- Excerpted text:
.....

Italy is calling and you’re gearing up for an Italian escape and planning a trip that will include some wine tasting in Tuscany. Wonderful! Now, if it’s your first time to the region, what exactly does it mean when we talk about ‘visiting Tuscany’? Tuscany is one of twenty regions in Italy; and while the de facto capital of Tuscany, Florence, is a fan favorite that makes most first-timers’ itineraries, visiting the countryside often gets built-in as well. For most travelers, the idea of a Tuscan farmhouse experience and enjoying Italy’s small-town vibe is just as much of a must-have moment as delving into the cityscapes and museums. That said, Tuscany is expansive and a visit to the region can take many forms from seaside escapes in posh locales like Forte dei Marmi to town-based experiences in charming enclaves like San Gimignano or countryside moments in the vineyards of Montepulciano. We’ve spent a good majority of the past year exploring the region, from the south in San Casciano dei Bagni, over to the Umbrian border in Montepulciano and Cortona, up to Florence and Chianti Classico, and further on to the Ligurian border on the coast. Here’s what we can be sure of: Tuscany’s vastness means a variety of experiences, plus it also means that distances are larger than you may expect. Let’s dig in a bit to make some sense of the region, particularly when it comes to wine tasting in Tuscany and what to understand about where to base yourself.

.....

- Information supplied:
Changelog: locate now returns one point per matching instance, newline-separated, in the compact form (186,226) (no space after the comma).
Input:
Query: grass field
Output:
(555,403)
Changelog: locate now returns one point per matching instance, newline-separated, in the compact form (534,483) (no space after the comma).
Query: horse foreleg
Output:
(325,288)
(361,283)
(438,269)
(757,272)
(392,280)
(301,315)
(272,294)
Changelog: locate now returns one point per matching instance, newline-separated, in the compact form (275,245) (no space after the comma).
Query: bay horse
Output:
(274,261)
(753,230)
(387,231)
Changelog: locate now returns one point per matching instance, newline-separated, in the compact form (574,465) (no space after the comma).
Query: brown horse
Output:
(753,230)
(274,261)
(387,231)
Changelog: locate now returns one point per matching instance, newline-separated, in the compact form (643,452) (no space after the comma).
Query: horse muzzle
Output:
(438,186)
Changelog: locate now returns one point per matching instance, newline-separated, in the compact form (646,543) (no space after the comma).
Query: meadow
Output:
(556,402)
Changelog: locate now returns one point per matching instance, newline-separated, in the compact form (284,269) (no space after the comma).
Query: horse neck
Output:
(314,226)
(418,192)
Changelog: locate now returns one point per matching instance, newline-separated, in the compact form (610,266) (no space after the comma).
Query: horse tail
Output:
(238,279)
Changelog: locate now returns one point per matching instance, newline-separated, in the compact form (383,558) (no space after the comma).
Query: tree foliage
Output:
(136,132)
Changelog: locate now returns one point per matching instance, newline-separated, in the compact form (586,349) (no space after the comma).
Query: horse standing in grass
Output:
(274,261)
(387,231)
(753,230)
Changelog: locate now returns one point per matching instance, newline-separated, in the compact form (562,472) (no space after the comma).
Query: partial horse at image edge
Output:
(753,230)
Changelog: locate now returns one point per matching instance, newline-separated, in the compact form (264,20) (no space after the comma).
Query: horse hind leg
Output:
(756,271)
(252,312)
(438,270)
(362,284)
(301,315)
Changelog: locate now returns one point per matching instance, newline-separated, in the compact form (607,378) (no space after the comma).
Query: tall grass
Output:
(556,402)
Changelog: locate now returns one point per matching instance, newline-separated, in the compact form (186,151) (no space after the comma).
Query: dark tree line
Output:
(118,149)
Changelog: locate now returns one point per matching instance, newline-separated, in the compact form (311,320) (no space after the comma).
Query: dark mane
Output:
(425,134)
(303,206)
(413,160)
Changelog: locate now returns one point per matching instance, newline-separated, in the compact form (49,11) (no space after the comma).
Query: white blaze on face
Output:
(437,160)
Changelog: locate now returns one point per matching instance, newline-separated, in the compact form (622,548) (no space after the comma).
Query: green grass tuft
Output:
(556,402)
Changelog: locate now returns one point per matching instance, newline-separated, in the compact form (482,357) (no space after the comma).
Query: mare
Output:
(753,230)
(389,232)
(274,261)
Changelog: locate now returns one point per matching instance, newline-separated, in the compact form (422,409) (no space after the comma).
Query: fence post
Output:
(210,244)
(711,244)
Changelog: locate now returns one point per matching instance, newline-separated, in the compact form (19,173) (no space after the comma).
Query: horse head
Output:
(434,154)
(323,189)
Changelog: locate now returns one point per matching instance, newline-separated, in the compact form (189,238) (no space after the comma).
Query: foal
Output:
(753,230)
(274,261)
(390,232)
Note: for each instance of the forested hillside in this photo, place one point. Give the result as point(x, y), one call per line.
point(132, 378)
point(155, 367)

.....

- Task requirements:
**a)** What forms of a visit to the region does the Tuscany travel piece list, and which place does it give as the example for each one?
**b)** How many lines of the rows contain the string "horse"? Case counts. Give only the number.
The Tuscany travel piece and the rows come from unrelated sources.

- Answers to the tasks:
**a)**
- Seaside escapes: Forte dei Marmi
- Town-based experiences: San Gimignano
- Countryside moments in the vineyards: Montepulciano

**b)** 10